» **Given request**
Copy out the items below word for word, everything from the line containing "Ground car wheel" down to the line containing "127, 117, 163, 137", both included. Omit the pictures from your copy.

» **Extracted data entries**
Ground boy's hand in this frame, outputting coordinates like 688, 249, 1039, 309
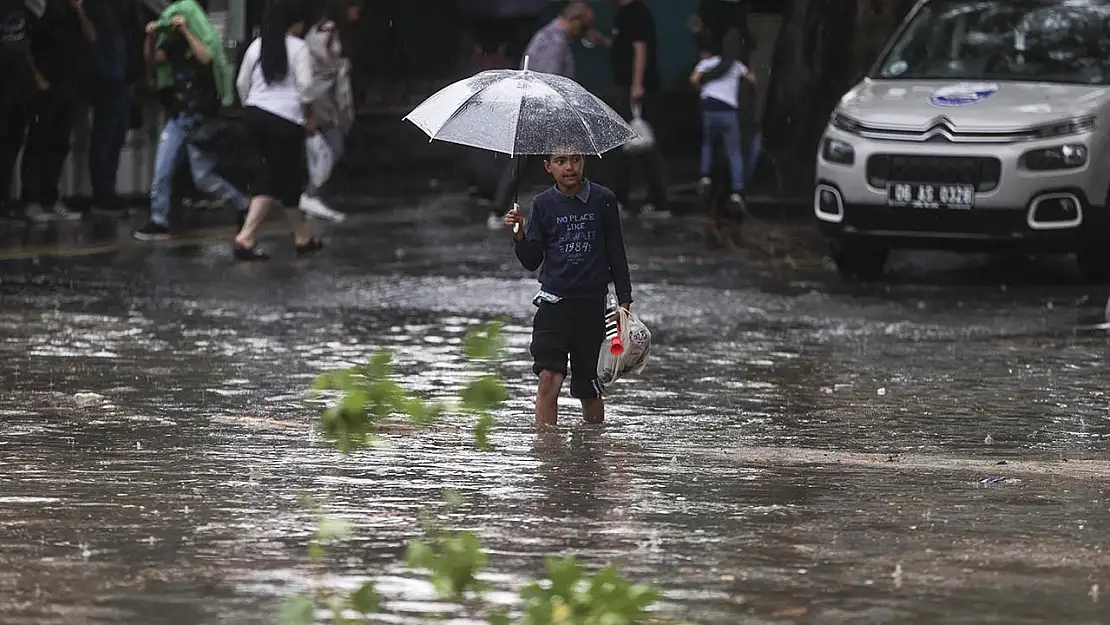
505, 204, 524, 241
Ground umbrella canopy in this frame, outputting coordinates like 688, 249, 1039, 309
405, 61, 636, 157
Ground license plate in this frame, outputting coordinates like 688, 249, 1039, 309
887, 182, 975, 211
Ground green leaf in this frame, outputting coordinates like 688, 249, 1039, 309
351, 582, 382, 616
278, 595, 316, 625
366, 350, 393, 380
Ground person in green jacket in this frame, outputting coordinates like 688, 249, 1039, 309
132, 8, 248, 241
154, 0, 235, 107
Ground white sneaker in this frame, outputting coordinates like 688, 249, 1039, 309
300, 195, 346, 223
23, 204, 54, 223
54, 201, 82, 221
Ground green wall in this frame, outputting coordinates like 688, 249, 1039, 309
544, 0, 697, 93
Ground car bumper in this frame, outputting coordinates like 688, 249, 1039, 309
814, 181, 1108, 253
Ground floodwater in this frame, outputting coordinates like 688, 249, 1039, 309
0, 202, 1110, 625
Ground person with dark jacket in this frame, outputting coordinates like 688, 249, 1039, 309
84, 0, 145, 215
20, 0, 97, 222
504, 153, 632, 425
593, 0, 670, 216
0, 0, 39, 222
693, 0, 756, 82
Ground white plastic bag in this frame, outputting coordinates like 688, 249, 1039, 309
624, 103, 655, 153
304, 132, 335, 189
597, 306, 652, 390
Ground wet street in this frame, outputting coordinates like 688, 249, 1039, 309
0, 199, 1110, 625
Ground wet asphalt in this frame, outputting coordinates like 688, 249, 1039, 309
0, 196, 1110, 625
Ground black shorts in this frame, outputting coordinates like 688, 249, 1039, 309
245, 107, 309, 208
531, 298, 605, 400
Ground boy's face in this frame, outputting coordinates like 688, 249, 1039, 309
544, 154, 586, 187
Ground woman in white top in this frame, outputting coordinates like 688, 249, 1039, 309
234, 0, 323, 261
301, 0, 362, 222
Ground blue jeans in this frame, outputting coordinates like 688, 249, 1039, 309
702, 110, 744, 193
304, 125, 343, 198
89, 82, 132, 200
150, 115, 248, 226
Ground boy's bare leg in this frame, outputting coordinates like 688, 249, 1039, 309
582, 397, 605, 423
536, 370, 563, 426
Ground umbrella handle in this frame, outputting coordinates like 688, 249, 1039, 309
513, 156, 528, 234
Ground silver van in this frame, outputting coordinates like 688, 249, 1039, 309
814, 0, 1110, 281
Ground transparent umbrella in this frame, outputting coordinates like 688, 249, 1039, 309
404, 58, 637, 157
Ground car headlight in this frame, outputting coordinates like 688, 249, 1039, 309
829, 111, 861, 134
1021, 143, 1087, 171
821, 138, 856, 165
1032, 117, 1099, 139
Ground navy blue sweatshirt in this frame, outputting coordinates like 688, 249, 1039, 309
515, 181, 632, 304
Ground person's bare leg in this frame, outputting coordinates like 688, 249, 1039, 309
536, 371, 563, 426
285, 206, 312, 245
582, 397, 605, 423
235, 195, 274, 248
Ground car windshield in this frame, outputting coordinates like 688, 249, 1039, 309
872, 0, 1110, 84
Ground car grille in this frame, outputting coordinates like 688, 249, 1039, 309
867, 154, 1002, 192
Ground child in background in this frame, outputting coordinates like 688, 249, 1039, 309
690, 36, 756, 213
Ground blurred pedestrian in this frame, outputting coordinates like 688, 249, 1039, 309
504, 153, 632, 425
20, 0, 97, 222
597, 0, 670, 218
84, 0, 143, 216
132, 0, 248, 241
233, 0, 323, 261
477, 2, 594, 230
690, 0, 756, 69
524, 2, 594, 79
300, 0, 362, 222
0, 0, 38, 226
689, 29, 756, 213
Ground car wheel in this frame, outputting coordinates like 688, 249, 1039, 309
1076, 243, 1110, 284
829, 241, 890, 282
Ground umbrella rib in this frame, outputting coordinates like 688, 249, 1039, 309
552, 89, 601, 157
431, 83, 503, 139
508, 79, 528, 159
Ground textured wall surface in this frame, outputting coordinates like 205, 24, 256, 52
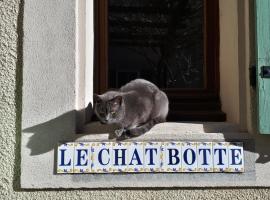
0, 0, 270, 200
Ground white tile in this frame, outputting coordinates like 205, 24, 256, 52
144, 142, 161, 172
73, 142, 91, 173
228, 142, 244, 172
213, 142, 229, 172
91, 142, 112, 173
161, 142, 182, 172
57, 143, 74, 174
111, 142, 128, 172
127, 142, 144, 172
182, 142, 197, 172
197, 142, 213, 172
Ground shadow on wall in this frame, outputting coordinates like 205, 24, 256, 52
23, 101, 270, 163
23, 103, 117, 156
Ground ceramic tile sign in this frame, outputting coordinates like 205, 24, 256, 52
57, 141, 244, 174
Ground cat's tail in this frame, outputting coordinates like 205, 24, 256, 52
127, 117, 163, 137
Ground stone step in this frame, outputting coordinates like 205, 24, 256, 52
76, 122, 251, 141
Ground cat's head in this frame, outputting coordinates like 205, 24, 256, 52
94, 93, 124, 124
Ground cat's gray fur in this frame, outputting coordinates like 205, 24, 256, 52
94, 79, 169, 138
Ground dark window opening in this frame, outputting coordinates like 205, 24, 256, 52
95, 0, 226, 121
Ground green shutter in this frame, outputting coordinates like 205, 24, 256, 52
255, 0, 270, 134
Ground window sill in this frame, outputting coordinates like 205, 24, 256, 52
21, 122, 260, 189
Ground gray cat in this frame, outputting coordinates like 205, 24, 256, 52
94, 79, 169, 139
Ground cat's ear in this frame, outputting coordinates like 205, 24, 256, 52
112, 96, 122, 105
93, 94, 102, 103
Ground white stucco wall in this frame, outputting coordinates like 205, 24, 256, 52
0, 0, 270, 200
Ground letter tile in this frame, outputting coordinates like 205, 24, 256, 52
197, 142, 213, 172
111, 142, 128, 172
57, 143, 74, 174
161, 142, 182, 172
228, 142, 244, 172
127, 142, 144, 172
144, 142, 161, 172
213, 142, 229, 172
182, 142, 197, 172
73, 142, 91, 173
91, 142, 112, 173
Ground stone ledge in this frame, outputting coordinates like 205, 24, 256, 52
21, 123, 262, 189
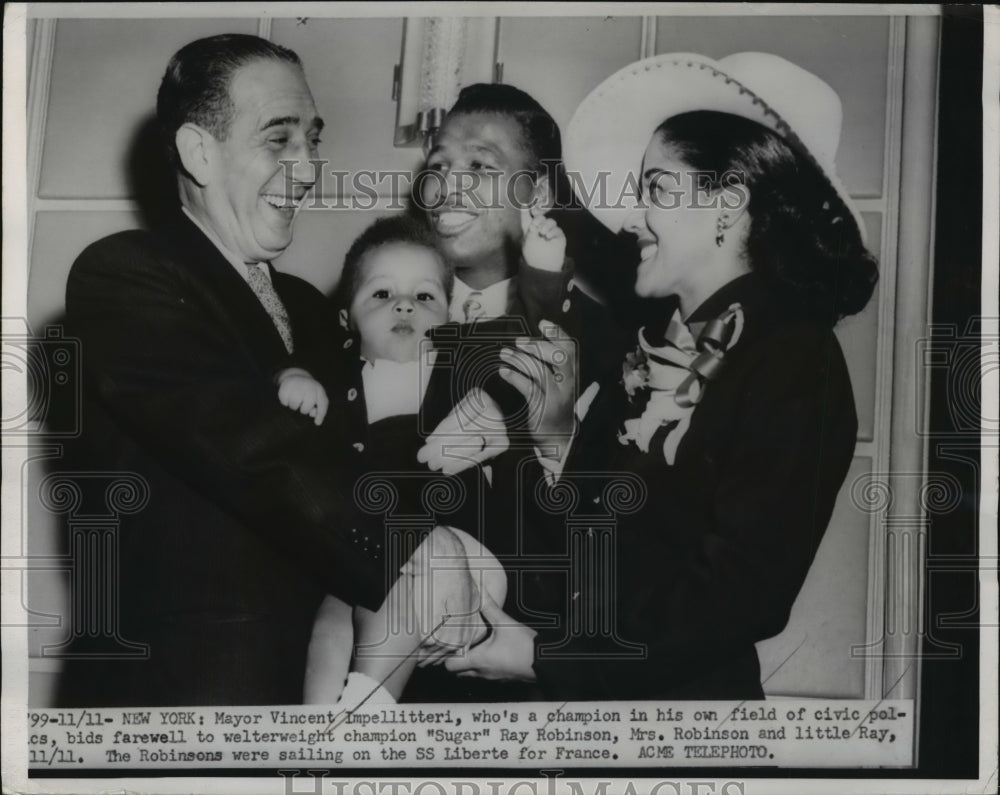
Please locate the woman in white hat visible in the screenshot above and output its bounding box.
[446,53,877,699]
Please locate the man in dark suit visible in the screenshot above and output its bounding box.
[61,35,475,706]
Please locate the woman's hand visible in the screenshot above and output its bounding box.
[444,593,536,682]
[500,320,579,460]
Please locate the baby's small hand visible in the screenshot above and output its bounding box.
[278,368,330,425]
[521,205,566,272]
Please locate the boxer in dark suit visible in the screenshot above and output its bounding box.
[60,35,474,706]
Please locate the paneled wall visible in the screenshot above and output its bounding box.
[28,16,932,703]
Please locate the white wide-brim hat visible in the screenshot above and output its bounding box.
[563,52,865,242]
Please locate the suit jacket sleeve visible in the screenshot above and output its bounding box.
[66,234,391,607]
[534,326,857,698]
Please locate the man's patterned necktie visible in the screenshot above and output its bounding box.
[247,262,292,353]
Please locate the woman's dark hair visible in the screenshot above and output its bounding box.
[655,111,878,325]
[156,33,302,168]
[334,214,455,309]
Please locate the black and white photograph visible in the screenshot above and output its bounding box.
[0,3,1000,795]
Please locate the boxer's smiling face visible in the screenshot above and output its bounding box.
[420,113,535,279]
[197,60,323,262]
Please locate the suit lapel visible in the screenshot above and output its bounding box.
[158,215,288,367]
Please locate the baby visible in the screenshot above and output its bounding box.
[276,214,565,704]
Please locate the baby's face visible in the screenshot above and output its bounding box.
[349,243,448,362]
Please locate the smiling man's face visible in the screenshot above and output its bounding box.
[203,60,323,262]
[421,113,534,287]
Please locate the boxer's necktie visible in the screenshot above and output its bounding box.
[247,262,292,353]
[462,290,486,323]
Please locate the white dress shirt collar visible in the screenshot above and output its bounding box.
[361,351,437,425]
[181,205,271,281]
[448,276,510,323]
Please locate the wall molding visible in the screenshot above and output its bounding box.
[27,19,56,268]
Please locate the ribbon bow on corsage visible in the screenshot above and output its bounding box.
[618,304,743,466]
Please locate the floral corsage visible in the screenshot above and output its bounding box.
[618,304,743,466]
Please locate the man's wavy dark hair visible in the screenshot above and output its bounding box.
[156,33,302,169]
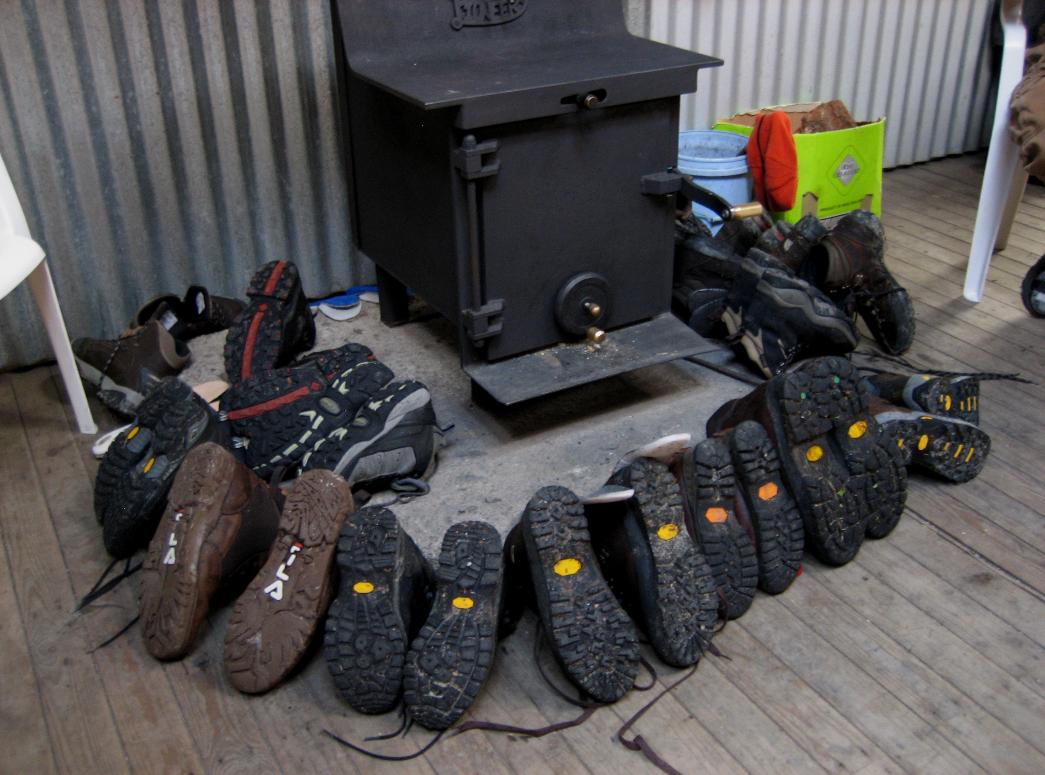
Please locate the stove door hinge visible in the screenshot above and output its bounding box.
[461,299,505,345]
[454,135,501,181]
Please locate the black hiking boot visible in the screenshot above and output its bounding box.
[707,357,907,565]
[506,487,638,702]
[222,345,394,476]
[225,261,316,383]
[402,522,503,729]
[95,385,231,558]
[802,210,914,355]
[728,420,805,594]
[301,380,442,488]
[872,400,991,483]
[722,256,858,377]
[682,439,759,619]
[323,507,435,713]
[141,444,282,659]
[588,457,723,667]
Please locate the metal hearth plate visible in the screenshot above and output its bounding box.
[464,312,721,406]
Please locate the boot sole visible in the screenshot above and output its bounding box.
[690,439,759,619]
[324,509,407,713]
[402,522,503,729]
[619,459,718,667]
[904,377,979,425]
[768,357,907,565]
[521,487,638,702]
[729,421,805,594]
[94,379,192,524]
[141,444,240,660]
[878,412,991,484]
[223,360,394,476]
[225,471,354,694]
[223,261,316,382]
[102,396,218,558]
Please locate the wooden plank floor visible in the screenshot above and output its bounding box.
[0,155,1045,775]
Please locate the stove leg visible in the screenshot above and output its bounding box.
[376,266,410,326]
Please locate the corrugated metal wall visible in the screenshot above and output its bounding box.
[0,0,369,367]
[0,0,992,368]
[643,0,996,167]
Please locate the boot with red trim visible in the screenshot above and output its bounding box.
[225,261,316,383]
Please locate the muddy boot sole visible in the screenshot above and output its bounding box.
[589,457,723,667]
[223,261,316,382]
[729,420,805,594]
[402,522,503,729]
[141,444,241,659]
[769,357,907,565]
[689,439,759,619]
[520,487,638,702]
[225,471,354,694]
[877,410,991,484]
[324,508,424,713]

» **Full response**
Ground car wheel in this frame, outputting coordinates like 688, 249, 1039, 309
1076, 243, 1110, 284
829, 241, 890, 282
Ground umbrella rib in this frame, outputting coordinates like 688, 249, 1039, 309
552, 89, 601, 157
431, 83, 503, 139
508, 79, 528, 159
Ground textured wall surface in this frame, outputting coordinates like 205, 24, 256, 52
0, 0, 270, 200
Ground white tile in this frame, outputting coordinates like 205, 24, 256, 52
144, 142, 161, 172
73, 142, 91, 173
228, 142, 244, 172
213, 142, 229, 172
91, 142, 112, 173
161, 142, 182, 172
57, 143, 74, 174
111, 142, 128, 172
127, 142, 144, 172
182, 142, 197, 172
197, 142, 213, 172
Ground shadow on wall in this frame, outputting coordinates like 205, 24, 256, 52
23, 101, 270, 163
23, 103, 117, 156
Ground ceramic tile sign in this frame, outputting coordinates like 205, 24, 256, 52
57, 141, 244, 174
Ground cat's tail in this frame, outputting coordinates like 205, 24, 256, 52
127, 117, 163, 137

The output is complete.